**Exercices**.
- a) Modifiez le texte source en recopiant le passage compris entre "Dans mon blog" et "retrouver son texte.", bornes incluses, où "photocopie" devient "copie".
- b) Résumez le texte source en deux phrases.
- c) Les affirmations suivantes concordent-elles avec le texte source ? (i) L'étude du prince est parue en 1879. (ii) Le prince a publié des traductions des Évangiles en basque et en corse. (iii) Le groupe roman comprend le français. Répondez par oui ou par non en citant à chaque fois les mots décisifs du texte.

**Texte source**.
☆ ☆ ☆

L’ETUDE DU PRINCE LOUIS-LUCIEN BONAPARTE SUR LES DIALECTES CORSES.
Dans mon blog sur la toponymie corse d’origine basque,
j’avais cité l’étude parue en 1877 dans les Annales
de la Corse, p.51-55 du prince Louis- Lucien Bonaparte sur les toponymes
corses d’origine basque, précédée et suivie d’un essai du docteur A. Matteï, et
intitulée Remarques sur les dialectes de
la Corse et sur l’origine basque de plusieurs noms locaux de cette île, mais
je n’avais pas retrouvé la photocopie du texte dans mes papiers. Un rangement m’a fait
retrouver son texte.
D’abord, qui est le prince Louis- Lucien Bonaparte ?
Fils de Lucien Bonaparte (la psychanalyste et amie de Freud qu’elle protégea
courageusement au moment des persécutions antisémites en favorisant son exfiltration
hors d’Allemagne, Marie Bonaparte, auteur des traductions de Freud et d’une
magistrale étude sur Edgar Poë , descend elle aussi de Lucien), élu député de Corse, ce polyglotte est un grand
linguiste et un spécialiste du basque, en particulier de la classification des
dialectes basques. Il a publié de nombreuses traductions en basque et en corse
des Evangiles.
Le classement des
langues italiennes du Prince Bonaparte.
Il distingue , dans les langues indo-européennes , une branche
gréco -albano- latine, divisée en trois branches (grec, albanais, latin) ;
la branche dite latine est divisée en deux groupes : groupe italique comprenant le latin et les langues dites romanes
dérivées : l’italien, le sarde,
l’espagnol, le portugais le valaque ou
roumain ;
Le groupe roman
comprenant : le français, le roman
espagnol ou catalan ; le roman français ou provençal ;le roman suisse
ou grison ;le roman carnique ou frioulan, le roman italien ou gallo- italique.

☆ ☆ ☆

**Matériel fourni**.

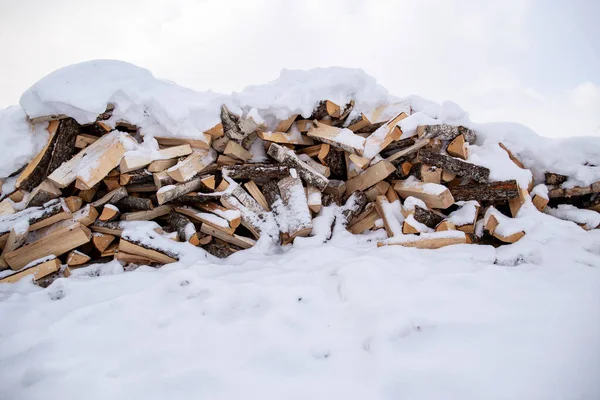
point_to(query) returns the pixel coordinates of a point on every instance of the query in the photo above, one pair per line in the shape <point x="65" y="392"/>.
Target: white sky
<point x="534" y="62"/>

☆ ☆ ☆

**Réponses complètes**.
- a)
Dans mon blog sur la toponymie corse d’origine basque,
j’avais cité l’étude parue en 1877 dans les Annales
de la Corse, p.51-55 du prince Louis- Lucien Bonaparte sur les toponymes
corses d’origine basque, précédée et suivie d’un essai du docteur A. Matteï, et
intitulée Remarques sur les dialectes de
la Corse et sur l’origine basque de plusieurs noms locaux de cette île, mais
je n’avais pas retrouvé la copie du texte dans mes papiers. Un rangement m’a fait
retrouver son texte.

- b) L'auteur a retrouvé le texte de l'étude du prince Louis-Lucien Bonaparte parue en 1877 dans les Annales de la Corse, intitulée Remarques sur les dialectes de la Corse et sur l'origine basque de plusieurs noms locaux de cette île. Fils de Lucien Bonaparte et élu député de Corse, ce polyglotte est un grand linguiste spécialiste du basque, qui classe les langues italiennes en distinguant notamment une branche latine divisée en un groupe italique et un groupe roman.

- c)
(i) Non : « l’étude parue en 1877 ».
(ii) Oui : « Il a publié de nombreuses traductions en basque et en corse des Evangiles. »
(iii) Oui : « Le groupe roman comprenant : le français ».